-- begin Excerpt --
The client machine is where the benchmark is run from. An 8vCPU machine with at least 16GB memory is recommended. The following instance types are recommended for the client machine.

| vCPU |           AWS           |            AZURE             |            GCP            |
| ---- | ----------------------- | ---------------------------- | ------------------------- |
| 8    | {{<inst "c5.2xlarge">}} | {{<inst "Standard_F8s_v2">}} | {{<inst "n2-highcpu-8">}} |

## Cluster setup

The following cloud provider instance types are recommended for this test.
-- end Excerpt --
-- begin Material provided --
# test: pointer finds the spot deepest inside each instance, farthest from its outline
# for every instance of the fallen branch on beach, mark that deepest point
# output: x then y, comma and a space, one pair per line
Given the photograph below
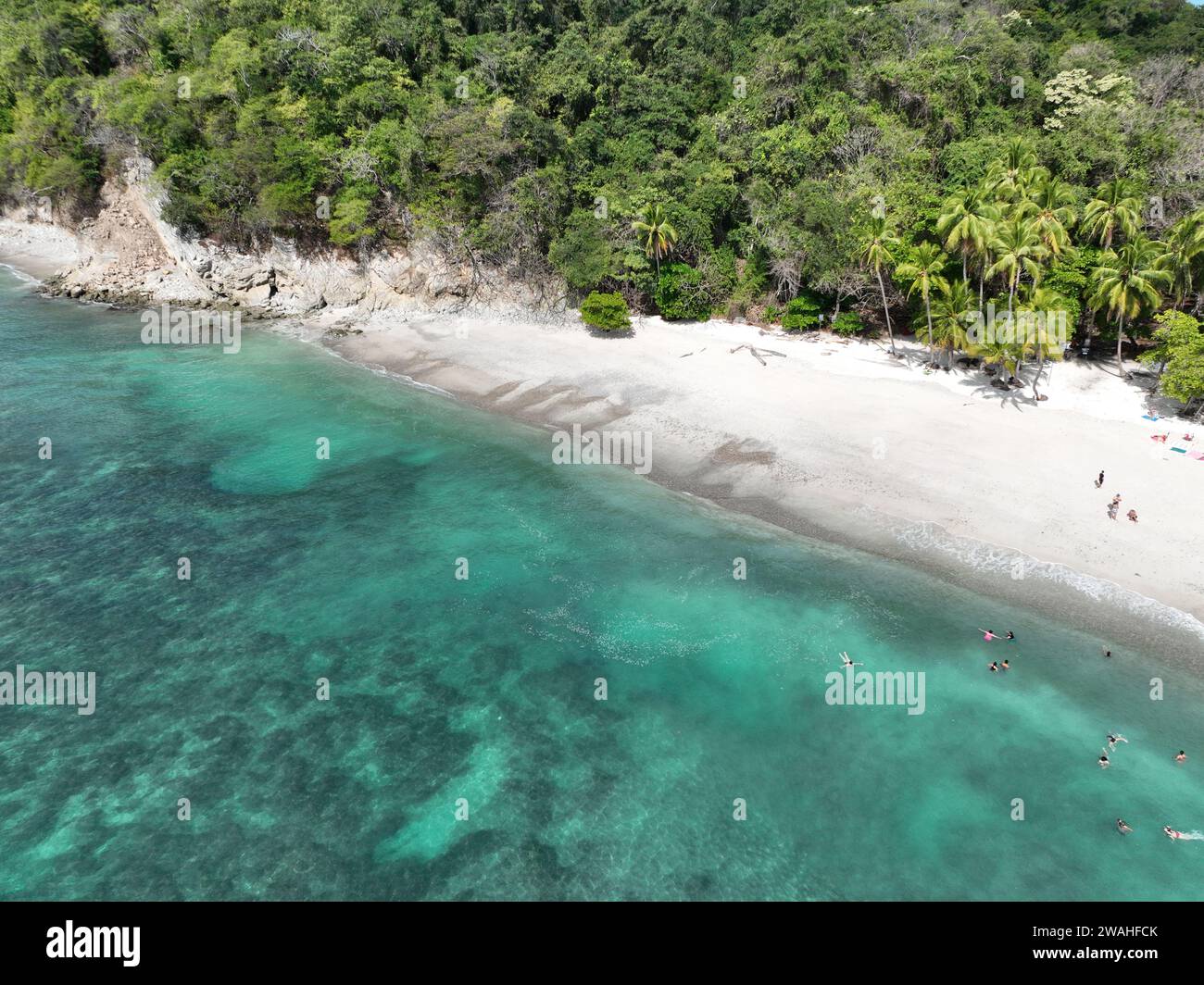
758, 355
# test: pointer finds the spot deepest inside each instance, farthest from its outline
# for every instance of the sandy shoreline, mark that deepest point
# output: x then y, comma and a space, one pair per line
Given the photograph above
835, 440
839, 441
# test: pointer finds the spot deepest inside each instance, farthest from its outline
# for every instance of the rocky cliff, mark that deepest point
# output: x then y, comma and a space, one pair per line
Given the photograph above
128, 255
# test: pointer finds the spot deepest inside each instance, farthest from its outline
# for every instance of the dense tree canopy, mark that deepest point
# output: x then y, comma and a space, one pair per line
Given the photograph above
995, 149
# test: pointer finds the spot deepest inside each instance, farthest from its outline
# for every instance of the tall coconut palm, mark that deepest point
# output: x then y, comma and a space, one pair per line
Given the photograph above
1184, 255
1126, 283
658, 233
964, 220
1018, 249
1050, 206
875, 253
1046, 306
1115, 208
925, 271
951, 309
1010, 175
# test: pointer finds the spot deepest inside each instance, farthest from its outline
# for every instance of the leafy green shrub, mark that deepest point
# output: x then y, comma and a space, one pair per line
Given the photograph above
606, 311
847, 323
802, 312
681, 294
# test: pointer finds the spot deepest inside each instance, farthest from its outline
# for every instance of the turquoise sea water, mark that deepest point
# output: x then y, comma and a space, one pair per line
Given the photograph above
484, 689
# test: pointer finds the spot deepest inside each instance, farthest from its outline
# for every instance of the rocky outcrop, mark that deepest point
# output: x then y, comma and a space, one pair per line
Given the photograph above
128, 255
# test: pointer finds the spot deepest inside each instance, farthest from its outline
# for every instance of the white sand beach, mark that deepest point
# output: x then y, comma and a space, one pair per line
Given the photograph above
834, 440
839, 440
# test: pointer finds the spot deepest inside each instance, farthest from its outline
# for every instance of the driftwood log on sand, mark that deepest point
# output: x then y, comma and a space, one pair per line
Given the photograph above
758, 355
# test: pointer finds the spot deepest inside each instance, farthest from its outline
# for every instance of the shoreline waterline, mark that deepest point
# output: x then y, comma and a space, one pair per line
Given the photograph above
1102, 607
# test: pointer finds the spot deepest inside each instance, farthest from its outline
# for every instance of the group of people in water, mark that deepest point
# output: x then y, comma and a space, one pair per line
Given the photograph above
996, 665
1112, 739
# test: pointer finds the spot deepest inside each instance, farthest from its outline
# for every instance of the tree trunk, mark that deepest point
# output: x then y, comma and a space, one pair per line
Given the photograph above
1120, 343
932, 353
886, 312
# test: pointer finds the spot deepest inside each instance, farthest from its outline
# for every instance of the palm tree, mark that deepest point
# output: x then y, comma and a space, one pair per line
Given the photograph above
-- end Material provided --
Reproduce the excerpt on the benchmark client machine word for word, including its table and heading.

Finished task ::
The client machine is where the benchmark is run from. An 8vCPU machine with at least 16GB memory is recommended. The following instance types are recommended for the client machine.

| vCPU |           AWS           |            AZURE             |            GCP            |
| ---- | ----------------------- | ---------------------------- | ------------------------- |
| 8    | {{<inst "c5.2xlarge">}} | {{<inst "Standard_F8s_v2">}} | {{<inst "n2-highcpu-8">}} |

## Cluster setup

The following cloud provider instance types are recommended for this test.